── Reading passage ──

Bob had mentioned not having access to the bourbon proof calculator, so I thought I would upload a version I designed when I worked at the distillery.

It is just an excel file that has has every possible conversion you could want. It tells you how much water to add to a high proof spirit to bring it down to a specific proof. It tells you how much high proof spirit to add to a low proof spirit to bring it up to a certain amount (wanna raise WT80 to 101 by adding rare breed??). It even tells you how much of a high proof spirit you will need to reach a specific amount of a lower proof spirit. (You can turn 630ml of Weller Antique into 750ml of Weller Special Reserve with 120ml of water).

If you are super nerdy and work with bulk spirits and a hydrometer, it tells you how to gauge your starting proof and/or starting amount by the change in proof when adding water. Then, there are a few general conversions and some distillery specific calculations (wine gallons into proof gallons and finding volume based on weight of gns). There is also a simple sheet that allows you track historic changes (useful when trying to get a large batch down to a specific proof).

───

**Given request**: How does the proof calculator passage read from "If you are super" to "a specific proof)." if you substitute "refractometer" for "hydrometer"? Rely only on the proof calculator passage above.

── Stored records ──

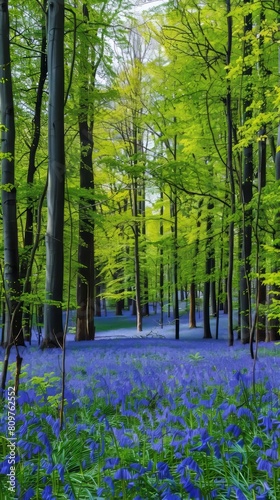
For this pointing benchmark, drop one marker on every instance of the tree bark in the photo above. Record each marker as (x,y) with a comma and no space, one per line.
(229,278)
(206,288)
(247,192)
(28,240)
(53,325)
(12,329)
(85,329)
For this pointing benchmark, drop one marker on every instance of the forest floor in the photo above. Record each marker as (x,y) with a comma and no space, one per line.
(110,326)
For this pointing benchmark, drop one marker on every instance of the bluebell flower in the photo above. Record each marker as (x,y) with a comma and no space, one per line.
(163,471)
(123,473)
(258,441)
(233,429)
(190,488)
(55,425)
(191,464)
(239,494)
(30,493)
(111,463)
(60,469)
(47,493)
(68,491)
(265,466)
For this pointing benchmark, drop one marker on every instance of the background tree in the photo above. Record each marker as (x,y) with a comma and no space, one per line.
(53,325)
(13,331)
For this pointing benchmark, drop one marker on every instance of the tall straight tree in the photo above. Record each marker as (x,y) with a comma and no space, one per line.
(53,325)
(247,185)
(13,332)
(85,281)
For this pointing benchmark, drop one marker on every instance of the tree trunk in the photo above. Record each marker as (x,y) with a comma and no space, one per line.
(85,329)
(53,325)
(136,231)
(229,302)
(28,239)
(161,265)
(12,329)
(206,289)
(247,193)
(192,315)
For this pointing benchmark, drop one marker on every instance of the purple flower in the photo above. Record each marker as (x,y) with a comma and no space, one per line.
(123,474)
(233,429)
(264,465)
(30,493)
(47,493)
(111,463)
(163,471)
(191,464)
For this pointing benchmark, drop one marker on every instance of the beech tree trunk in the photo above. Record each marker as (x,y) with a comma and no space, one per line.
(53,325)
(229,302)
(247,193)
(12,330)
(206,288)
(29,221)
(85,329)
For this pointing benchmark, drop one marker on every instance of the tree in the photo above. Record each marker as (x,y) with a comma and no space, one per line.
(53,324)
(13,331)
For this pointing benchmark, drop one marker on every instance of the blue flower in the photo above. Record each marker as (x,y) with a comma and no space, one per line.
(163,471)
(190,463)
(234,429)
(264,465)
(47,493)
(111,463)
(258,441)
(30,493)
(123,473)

───
── Stored records ──

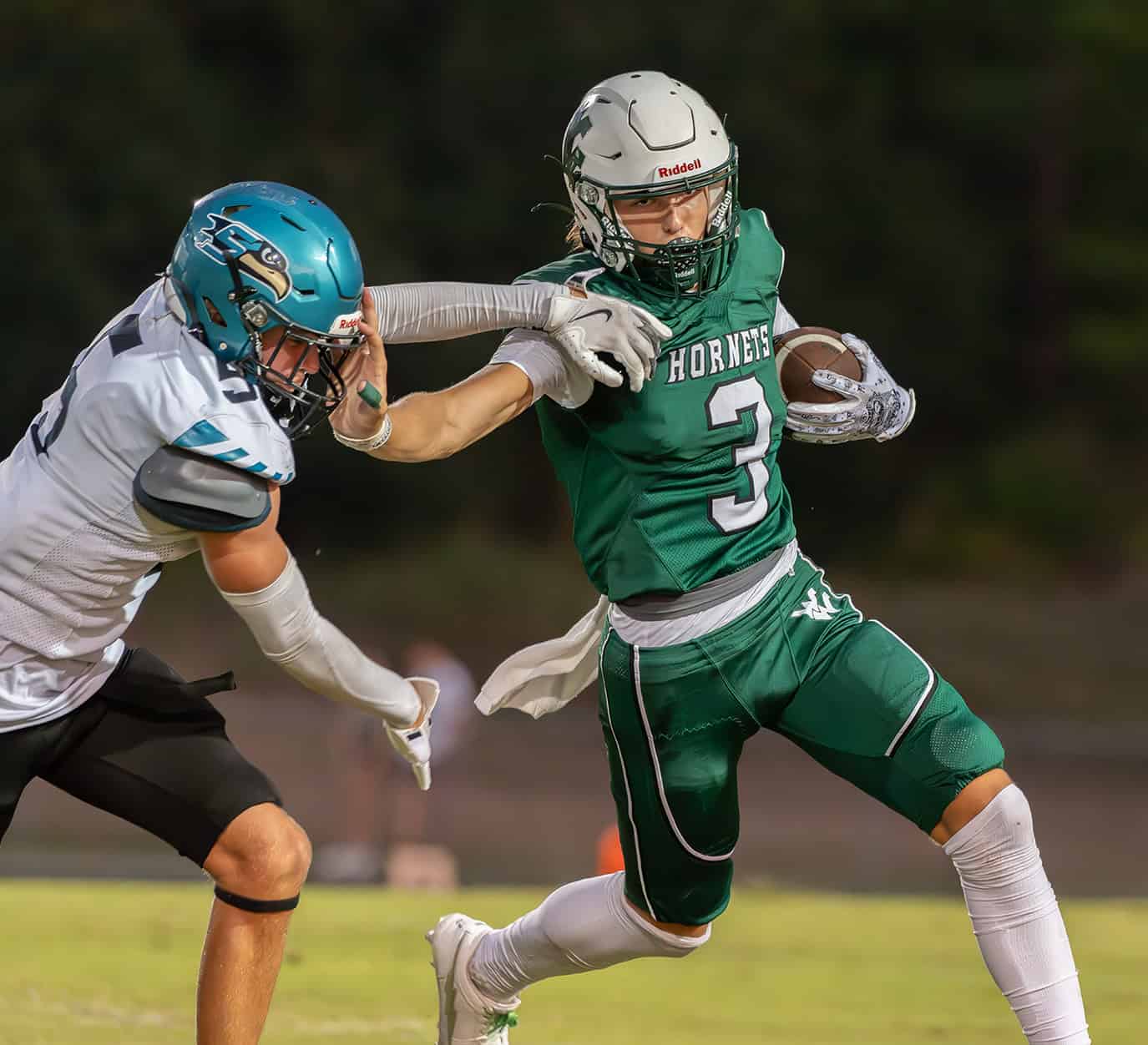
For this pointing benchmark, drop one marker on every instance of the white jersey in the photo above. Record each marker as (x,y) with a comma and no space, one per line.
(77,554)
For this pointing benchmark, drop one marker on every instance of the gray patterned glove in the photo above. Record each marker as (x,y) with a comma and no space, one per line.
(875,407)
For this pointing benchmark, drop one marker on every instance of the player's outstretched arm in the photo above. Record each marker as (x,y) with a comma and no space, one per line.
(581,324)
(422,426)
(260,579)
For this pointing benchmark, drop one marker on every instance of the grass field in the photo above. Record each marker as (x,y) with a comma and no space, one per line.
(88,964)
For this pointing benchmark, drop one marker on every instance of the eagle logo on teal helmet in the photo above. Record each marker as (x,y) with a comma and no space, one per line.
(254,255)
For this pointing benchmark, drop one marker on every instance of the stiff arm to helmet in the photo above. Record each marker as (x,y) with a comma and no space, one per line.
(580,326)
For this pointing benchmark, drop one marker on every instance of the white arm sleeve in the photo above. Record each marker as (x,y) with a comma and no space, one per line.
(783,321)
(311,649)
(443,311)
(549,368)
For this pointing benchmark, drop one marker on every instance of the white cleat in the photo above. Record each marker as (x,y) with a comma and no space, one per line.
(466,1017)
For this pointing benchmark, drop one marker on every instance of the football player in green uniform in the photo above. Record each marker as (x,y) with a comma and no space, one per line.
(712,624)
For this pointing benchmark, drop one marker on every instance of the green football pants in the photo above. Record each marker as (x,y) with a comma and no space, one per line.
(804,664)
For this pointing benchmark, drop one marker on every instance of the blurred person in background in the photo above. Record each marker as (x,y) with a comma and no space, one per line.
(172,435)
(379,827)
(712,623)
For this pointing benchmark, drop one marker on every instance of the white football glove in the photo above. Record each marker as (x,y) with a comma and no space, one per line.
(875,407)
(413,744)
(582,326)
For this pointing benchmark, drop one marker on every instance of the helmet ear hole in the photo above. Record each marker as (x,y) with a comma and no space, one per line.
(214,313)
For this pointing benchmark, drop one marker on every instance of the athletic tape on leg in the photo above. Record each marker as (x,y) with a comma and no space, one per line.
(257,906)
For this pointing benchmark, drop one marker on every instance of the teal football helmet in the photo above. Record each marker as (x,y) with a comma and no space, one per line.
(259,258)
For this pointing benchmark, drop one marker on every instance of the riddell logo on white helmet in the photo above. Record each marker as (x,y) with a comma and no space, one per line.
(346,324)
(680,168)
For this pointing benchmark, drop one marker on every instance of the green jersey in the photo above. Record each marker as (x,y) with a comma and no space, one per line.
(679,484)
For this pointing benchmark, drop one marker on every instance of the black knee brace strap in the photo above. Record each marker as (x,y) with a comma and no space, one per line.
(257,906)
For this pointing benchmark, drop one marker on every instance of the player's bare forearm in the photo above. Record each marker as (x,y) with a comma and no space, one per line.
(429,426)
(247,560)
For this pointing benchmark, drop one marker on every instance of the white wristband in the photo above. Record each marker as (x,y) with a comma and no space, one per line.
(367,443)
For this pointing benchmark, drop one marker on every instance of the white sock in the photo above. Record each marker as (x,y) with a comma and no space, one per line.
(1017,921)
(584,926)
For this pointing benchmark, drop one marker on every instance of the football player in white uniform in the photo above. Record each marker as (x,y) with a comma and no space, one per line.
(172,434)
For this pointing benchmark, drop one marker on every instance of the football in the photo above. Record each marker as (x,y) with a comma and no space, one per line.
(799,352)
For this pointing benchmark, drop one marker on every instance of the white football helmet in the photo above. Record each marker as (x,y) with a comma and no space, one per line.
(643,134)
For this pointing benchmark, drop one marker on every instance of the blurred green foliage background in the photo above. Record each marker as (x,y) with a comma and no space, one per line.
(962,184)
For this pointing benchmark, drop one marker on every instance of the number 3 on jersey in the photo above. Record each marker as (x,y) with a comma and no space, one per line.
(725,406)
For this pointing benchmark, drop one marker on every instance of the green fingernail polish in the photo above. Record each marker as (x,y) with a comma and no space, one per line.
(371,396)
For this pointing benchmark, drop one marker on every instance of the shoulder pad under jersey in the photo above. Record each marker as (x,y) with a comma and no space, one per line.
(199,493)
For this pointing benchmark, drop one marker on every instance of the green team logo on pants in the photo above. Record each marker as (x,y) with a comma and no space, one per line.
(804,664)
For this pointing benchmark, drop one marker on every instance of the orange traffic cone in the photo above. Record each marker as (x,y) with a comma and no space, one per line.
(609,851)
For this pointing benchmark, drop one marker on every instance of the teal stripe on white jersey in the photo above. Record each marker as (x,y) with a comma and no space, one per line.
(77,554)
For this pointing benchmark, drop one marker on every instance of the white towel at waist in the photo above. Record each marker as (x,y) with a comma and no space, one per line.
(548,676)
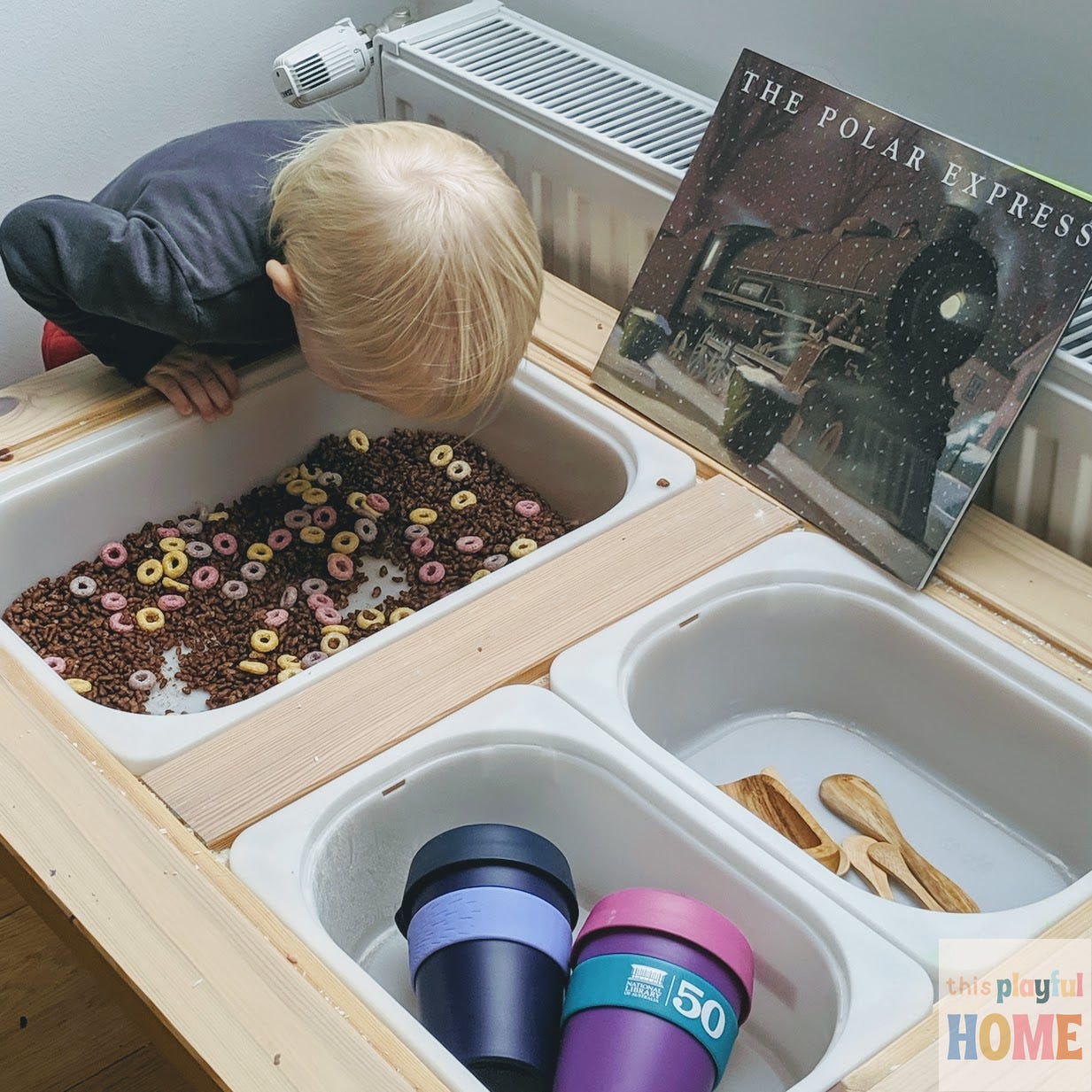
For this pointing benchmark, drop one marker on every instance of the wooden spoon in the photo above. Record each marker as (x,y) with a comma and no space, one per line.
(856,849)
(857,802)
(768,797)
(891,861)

───

**Exercise answer**:
If you are super nerdy and work with bulk spirits and a refractometer, it tells you how to gauge your starting proof and/or starting amount by the change in proof when adding water. Then, there are a few general conversions and some distillery specific calculations (wine gallons into proof gallons and finding volume based on weight of gns). There is also a simple sheet that allows you track historic changes (useful when trying to get a large batch down to a specific proof).